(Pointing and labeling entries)
## begin

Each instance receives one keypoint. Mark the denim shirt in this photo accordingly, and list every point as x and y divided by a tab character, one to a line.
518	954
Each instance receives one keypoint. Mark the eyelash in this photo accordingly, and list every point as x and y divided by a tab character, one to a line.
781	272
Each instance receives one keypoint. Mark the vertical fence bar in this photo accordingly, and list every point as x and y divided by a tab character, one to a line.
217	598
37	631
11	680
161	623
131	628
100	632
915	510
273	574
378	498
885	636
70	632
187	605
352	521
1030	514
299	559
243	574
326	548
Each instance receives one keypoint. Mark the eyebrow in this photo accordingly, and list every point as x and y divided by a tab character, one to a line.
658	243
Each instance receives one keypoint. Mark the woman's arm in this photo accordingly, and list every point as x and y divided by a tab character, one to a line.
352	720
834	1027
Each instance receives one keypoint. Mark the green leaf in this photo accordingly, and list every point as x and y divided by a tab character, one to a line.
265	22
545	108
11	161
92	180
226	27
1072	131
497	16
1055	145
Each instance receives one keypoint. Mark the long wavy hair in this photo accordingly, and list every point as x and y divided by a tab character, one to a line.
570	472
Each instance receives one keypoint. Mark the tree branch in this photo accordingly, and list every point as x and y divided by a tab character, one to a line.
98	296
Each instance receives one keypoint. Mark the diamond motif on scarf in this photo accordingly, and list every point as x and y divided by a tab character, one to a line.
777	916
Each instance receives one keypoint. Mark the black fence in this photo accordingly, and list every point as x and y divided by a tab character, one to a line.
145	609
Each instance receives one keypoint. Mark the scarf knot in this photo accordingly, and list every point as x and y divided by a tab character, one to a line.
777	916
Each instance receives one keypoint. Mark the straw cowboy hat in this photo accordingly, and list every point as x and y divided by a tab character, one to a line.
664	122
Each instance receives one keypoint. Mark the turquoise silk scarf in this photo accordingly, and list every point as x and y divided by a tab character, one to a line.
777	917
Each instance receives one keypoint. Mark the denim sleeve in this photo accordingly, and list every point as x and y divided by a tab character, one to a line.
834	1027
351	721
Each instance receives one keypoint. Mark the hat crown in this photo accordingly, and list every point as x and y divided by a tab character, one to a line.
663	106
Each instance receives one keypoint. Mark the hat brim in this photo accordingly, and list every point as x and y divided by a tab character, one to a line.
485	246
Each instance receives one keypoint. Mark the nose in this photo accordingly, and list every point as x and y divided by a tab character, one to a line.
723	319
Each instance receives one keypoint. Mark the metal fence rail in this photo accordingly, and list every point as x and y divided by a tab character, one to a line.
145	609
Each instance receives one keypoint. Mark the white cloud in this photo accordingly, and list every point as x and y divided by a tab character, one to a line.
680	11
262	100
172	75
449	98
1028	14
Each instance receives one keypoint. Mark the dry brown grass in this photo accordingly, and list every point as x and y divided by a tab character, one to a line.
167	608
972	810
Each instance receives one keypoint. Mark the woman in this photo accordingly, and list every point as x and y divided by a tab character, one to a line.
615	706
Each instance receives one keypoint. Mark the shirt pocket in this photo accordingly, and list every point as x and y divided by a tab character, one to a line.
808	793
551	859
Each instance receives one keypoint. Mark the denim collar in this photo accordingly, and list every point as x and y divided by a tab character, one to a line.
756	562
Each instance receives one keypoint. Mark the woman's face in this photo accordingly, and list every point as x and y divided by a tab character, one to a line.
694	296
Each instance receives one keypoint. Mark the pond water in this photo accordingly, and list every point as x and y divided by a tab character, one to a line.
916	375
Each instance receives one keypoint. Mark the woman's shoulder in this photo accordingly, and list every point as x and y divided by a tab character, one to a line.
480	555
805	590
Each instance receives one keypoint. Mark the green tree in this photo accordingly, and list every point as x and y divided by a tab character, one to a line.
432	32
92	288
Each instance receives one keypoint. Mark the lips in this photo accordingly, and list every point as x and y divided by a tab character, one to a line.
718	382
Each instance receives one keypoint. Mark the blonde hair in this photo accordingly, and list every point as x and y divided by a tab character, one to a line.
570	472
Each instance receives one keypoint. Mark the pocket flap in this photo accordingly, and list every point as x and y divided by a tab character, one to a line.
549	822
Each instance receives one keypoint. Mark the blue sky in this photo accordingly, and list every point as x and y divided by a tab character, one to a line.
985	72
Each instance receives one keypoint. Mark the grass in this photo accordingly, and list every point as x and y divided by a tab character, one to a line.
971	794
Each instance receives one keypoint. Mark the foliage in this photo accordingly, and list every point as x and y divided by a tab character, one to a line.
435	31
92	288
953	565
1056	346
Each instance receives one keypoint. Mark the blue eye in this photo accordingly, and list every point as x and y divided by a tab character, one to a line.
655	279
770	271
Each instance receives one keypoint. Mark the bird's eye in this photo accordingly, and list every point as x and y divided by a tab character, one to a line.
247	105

## end

Copy out the lines starting at the one containing "Each instance receives one keypoint. Mark the pond" and ending with the last line of the entries. Include nothing else.

Each instance receives one keypoint. Mark the pond water in this photo accordingly, and list every point as x and y divided by a tab character, one to a line.
916	375
Each instance receives one keypoint. Mark the woman's shoulder in this photo accordingly, and list every point as x and y divided by a tab character, one to a line.
480	555
805	590
Each instance receives one keypoint. Mark the green tree in this photo accordingly, and list every point as x and y divided by a tab character, one to a line.
432	32
92	288
Each instance receives one keypoint. Mark the lips in this photo accordingly, and list every point as x and y divided by a tab character, one to a line.
718	382
Each instance receives one keypoint. Mark the blonde hair in this photo accordingly, and list every point as x and y divided by a tab character, one to a line.
570	472
Each instance receives one keypoint. Mark the pocket flap in this photo accordingly, and list every point as x and y divided by a tab character, one to a line.
549	822
Each instance receives one keypoint. Mark the blue sky in this photo accordingly, and list every point as x and y divided by a tab character, one to a line.
985	72
Each instance receives one keypoint. Mark the grass in this photo accordingly, and list every point as x and y divided by a tab character, one to a line.
971	794
Each instance receives one keypoint. Mark the foliage in this photo accordingly, and list every point as x and y divided by a tab character, one to a line.
435	31
92	288
953	565
1056	346
Each instance receives one keypoint. Mark the blue eye in this photo accordingly, and list every point as x and y divided by a tab character, one to a line.
655	279
770	271
Each instance receives one keypoint. Mark the bird's eye in this photo accordingly, and list every point as x and y divided by a tab character, one to a line.
247	105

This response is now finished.